• **Document text**:
*** Block opens ***
Three treated after eating laundry pod mistaken for sweet in Taiwan election giveaway

At least three people were taken to hospital after mistakenly eating pods of laundry detergent given away as part of a campaign in Taiwan’s presidential race.
One of the victims said she thought the pods – which contained colourful liquid – were sweets, despite instructions written on a bag that each can wash up to 8kg of clothes.

The Nationalist Party has said they will clarify to the public that these pods are “laundry balls, not candies”.
Among the trio taken for treatment were an 80-year-old man and an 86-year-old woman, both of whom were discharged after having their stomachs flushed, according to SET iNews.
Campaigns for the presidency are in their final stretch, with the country heading to the polls on Saturday amid rising tensions with China, who lay claim to the island nation’s territory.

Nationalist Party candidate Hou Yu-ih and his team took to handing out the pods door-to-door as part of late efforts to secure more votes.
The pods came in partly clear packaging with photos of Mr Hou and his running mate and “vote for no. 3” – his place on the ballot – also written on the bag.

About 460,000 pods were handed out in the Nationalist campaign and Hung Jung-chang, head of the central office, apologised for the incident.
“In the next wave of house-to-house visits, we will not distribute this kind of campaign material,” Mr Hung said.


“We will also stress to our villagers through our grassroots organisations that they are laundry balls, not candies.”
Island-wide alert after Chinese launch
Mr Hou is running against William Lai of the governing Democratic Progressive Party and Ko Wen-je of the Taiwan People’s Party in Saturday’s election.
The vote is being closely watched in both China and the US, with Beijing’s territorial claims opposed by Washington, which sells weapons for the island to defend against any attack.
On Tuesday, Taiwan’s government sent out an island-wide alert warning a Chinese satellite had flown over southern airspace.
Read more:China building airstrip on disputed island, satellite images suggestTaiwan claims China getting ready to ‘launch a war’
The “presidential alert” from Taiwan’s defence ministry was sent at about 3pm local time, describing the projectile as a “satellite” in Chinese and a “missile” in English.
Taiwan’s defence ministry later blamed “negligence” for the mistaken reference to a missile and said the rocket had passed at high altitude over Taiwan airspace.
The alert was sent at around the same time Chinese state media confirmed the launch of a science satellite.
*** Block closes ***
• **Given data**:
*** Block opens ***
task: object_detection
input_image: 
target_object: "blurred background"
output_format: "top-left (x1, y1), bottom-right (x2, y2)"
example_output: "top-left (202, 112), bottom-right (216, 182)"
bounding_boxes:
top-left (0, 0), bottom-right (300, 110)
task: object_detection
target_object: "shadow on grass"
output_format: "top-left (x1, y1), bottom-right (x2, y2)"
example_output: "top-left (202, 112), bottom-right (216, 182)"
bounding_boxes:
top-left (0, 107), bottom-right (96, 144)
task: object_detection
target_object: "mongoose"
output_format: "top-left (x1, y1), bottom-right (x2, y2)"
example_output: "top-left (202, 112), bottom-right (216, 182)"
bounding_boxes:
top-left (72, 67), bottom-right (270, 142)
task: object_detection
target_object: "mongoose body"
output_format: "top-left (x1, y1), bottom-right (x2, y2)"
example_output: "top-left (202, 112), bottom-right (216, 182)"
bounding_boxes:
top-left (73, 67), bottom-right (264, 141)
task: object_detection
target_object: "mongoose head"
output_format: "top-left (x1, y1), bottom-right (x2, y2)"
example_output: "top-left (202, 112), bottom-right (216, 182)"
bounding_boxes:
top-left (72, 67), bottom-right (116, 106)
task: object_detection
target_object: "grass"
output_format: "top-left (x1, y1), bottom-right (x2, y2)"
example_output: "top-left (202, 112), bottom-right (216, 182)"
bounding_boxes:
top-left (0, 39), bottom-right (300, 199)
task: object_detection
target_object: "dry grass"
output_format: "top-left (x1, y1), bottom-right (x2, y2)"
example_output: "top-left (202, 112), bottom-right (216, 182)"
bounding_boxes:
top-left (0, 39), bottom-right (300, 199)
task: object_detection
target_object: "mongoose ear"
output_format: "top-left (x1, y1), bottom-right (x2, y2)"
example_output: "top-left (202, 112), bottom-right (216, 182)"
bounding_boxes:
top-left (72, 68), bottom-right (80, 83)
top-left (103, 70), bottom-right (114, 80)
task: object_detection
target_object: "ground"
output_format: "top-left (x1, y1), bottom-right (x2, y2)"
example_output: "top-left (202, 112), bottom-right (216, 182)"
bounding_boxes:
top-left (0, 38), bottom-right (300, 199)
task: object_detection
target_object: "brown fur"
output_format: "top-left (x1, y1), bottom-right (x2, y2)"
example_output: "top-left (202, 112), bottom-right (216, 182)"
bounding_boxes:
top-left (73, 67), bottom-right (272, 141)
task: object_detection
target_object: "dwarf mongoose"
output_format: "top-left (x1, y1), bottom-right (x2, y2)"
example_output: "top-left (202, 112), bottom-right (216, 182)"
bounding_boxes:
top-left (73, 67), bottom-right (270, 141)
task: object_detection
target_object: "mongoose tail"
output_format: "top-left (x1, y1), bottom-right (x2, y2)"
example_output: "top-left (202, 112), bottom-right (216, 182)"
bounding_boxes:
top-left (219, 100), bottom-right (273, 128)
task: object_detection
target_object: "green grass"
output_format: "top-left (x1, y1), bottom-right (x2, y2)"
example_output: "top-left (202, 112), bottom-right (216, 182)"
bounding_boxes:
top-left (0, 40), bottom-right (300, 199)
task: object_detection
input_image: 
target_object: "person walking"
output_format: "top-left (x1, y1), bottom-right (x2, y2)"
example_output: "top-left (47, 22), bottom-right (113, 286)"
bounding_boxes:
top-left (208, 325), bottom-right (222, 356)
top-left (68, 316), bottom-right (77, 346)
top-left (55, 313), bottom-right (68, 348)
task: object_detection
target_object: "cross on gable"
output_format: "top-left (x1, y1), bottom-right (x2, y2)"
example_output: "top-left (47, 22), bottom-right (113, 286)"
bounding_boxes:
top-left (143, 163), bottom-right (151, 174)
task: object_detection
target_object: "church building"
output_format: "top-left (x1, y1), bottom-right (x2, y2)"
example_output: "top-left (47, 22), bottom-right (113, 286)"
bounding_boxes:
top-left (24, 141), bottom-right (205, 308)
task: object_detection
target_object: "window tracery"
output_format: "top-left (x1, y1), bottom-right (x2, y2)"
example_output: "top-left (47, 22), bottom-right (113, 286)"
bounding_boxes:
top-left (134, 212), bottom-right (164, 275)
*** Block closes ***
• **The problem**:
Rewrite the article on the laundry pod incident starting with "Three treated after" and going on through "island nation’s territory.", switching "laundry balls" to "detergent capsules". The listing has no connection to the article on the laundry pod incident.

• **Response to this task**:
Three treated after eating laundry pod mistaken for sweet in Taiwan election giveaway

At least three people were taken to hospital after mistakenly eating pods of laundry detergent given away as part of a campaign in Taiwan’s presidential race.
One of the victims said she thought the pods – which contained colourful liquid – were sweets, despite instructions written on a bag that each can wash up to 8kg of clothes.

The Nationalist Party has said they will clarify to the public that these pods are “detergent capsules, not candies”.
Among the trio taken for treatment were an 80-year-old man and an 86-year-old woman, both of whom were discharged after having their stomachs flushed, according to SET iNews.
Campaigns for the presidency are in their final stretch, with the country heading to the polls on Saturday amid rising tensions with China, who lay claim to the island nation’s territory.